▸ REQUEST: Repeat the lines below exactly as they appear, but leave out the images.

▸ THE RECORDS:
>>>

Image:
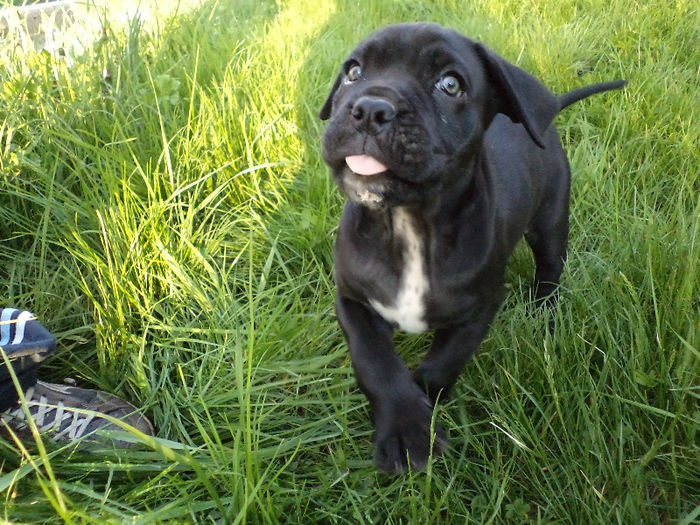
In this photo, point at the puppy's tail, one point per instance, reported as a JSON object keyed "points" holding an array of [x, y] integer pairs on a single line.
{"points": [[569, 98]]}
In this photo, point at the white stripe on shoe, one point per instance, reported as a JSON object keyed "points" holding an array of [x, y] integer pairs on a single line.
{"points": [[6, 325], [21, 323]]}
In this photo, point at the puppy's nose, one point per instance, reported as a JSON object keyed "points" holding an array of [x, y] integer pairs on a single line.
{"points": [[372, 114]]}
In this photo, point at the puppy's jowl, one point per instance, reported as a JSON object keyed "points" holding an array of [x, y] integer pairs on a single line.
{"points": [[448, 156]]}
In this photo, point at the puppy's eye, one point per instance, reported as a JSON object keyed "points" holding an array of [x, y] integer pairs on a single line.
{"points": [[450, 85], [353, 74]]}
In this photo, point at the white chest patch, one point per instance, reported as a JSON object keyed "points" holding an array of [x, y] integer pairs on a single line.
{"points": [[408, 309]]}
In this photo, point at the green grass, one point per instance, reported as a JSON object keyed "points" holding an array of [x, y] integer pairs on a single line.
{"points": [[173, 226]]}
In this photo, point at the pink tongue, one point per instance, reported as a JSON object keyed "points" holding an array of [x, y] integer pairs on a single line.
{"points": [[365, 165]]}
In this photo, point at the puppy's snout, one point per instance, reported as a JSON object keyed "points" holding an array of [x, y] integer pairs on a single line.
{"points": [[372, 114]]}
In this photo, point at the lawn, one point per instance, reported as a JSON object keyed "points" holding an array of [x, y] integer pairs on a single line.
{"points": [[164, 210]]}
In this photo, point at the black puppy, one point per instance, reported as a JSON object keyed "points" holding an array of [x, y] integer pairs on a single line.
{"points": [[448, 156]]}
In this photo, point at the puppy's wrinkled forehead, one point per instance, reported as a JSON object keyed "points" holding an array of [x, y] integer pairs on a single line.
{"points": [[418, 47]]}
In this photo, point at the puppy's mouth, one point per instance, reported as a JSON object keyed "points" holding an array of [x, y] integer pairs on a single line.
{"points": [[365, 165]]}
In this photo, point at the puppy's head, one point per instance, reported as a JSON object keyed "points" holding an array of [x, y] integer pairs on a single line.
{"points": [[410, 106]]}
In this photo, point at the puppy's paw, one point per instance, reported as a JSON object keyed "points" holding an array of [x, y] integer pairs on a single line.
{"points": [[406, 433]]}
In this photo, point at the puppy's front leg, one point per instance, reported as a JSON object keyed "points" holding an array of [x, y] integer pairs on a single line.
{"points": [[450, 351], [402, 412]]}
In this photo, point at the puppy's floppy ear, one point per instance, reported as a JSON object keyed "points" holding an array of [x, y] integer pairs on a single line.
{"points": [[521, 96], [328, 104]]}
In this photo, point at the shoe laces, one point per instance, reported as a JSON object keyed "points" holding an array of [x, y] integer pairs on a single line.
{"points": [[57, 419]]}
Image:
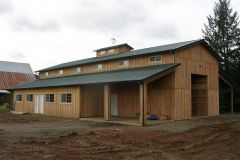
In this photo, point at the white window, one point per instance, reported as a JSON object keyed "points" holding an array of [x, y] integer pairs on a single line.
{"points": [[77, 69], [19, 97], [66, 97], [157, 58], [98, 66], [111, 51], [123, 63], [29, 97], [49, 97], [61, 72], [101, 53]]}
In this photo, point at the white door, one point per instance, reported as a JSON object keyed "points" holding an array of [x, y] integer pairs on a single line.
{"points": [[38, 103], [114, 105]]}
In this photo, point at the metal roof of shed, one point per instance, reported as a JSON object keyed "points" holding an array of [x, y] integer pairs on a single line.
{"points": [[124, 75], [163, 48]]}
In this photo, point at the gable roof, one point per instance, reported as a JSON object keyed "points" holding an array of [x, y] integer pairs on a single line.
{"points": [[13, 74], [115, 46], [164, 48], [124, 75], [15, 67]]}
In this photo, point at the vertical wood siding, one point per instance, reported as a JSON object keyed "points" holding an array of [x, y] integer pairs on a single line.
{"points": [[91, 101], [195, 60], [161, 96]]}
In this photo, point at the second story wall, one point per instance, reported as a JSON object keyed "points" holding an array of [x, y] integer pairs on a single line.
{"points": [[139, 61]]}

<<<

▸ EXERCISE ANSWER:
Image:
In this photo, point at the puppy's tail, one point per instance, reported as a JSON object keyed "points" holding an array of [x, y] integer pairs on a single line.
{"points": [[569, 98]]}
In this photo, point at the white stripe on shoe, one point per instance, reported as a JSON object keyed "points" holding an array of [x, y] integer pairs on a single line.
{"points": [[6, 325], [21, 323]]}
In this photo, point at the puppy's nose, one point per instance, reported as a JSON object keyed "points" holding an array of [x, y] integer pairs on a single line.
{"points": [[372, 114]]}
In this photo, point at the puppy's jowl, one point per instance, reported as a JSON object keyed "points" holding an array of [x, y] integer pairs on a single line.
{"points": [[448, 156]]}
In this photo, point at the puppy's eye, one point per instance, reported as a JSON object keyed "points" holding an array of [x, y] integer pairs on a single line.
{"points": [[450, 85], [353, 74]]}
In this photo, point at the white chest patch, one point per instance, reported as a JSON object keyed "points" holding an array of [x, y] integer pairs on a single line.
{"points": [[408, 309]]}
In this photo, point at the green grass, one point per instance, reported as a JSON object keyed "points" holding an array of [x, y] integer pairs on a single line.
{"points": [[173, 226]]}
In this photo, point at the pink tongue, one point per instance, reported as a JSON object keyed "points" holding an array of [x, y] integer pairs on a single line.
{"points": [[365, 165]]}
In this photo, point at the puppy's snout, one point per instance, reported as a JSON object keyed "points" holding an array of [x, y] integer pairs on a single line.
{"points": [[372, 114]]}
In this photo, point at the lawn, one point per instance, reported as a JSON object keyed "points" holding an array of [x, y] integer pairs on a single line.
{"points": [[164, 210]]}
In this photo, point at the black puppy, one point per instance, reported as a JSON object keyed "points" holding an array of [x, y] integer pairs on a single line.
{"points": [[448, 156]]}
In this photo, point at the puppy's wrinkled forehead, one point per instance, reported as a JSON object keyed "points" holding an array of [x, y] integer pairs on a single line.
{"points": [[418, 47]]}
In this photo, point at the puppy's mouth, one point per instance, reported as a JSON object keyed "points" holding an array of [x, y] integer pairs on a single line.
{"points": [[365, 165]]}
In this photo, point at the puppy's head, one point per instance, reported as a JSON object keyed "points" holding an array of [x, y] integer pairs on a single line.
{"points": [[410, 106]]}
In this photo, point at the puppy's paw, one point per instance, reported as a JSON object keyed "points" holding an array of [x, y] integer pairs on a single line.
{"points": [[406, 433]]}
In this photo, point at the puppy's front leg, one point per instance, reported as a JSON object keyed "points" holding an array of [x, y] integer pairs on a single line.
{"points": [[450, 351], [402, 412]]}
In this photo, point at the puppy's floppy ear, one point per instance, reported as a JSON object keyed "points" holding an array of [x, y] integer pairs on a single line.
{"points": [[521, 96], [328, 104]]}
In this photo, point at the shoe laces, one point per instance, reported as a JSON object keyed "points" holding an array of [x, y] integer pairs on a single line.
{"points": [[57, 419]]}
Image:
In this photo, point at the white window, one point per instance, reported as a JSON object keyed "points" holding an array of [x, y] integer pairs on a single line.
{"points": [[77, 69], [19, 97], [66, 97], [157, 58], [98, 66], [111, 51], [123, 63], [29, 97], [49, 97], [61, 72], [101, 53]]}
In this photo, point at the white door, one point per instance, reported as a JSON object keyed "points" holding an array of [x, y] integer pairs on a single line.
{"points": [[38, 103], [114, 105]]}
In this photo, point at the metal roof of shed, one point per instance, reported as a JSON object keyed "points" holding an array of [x, y] integer pairs on a single line.
{"points": [[124, 75], [163, 48]]}
In this photo, point at the gable roof, one point per instance, reported as a JSON object keyed "points" holding an array of [x, y] integer pairs on a single line.
{"points": [[13, 74], [115, 46], [164, 48], [124, 75], [15, 67]]}
In this photo, point at the vertical wood siding, one point per instance, reported as a JSON object keyed "points" holding an array of [x, y] integer pairs on a single line.
{"points": [[91, 101], [195, 60], [161, 96]]}
In this photo, point at the second story wall, one point per instance, reported as a JSON object keyed "points" holding an array of [x, y] integer pairs on a single line.
{"points": [[139, 61]]}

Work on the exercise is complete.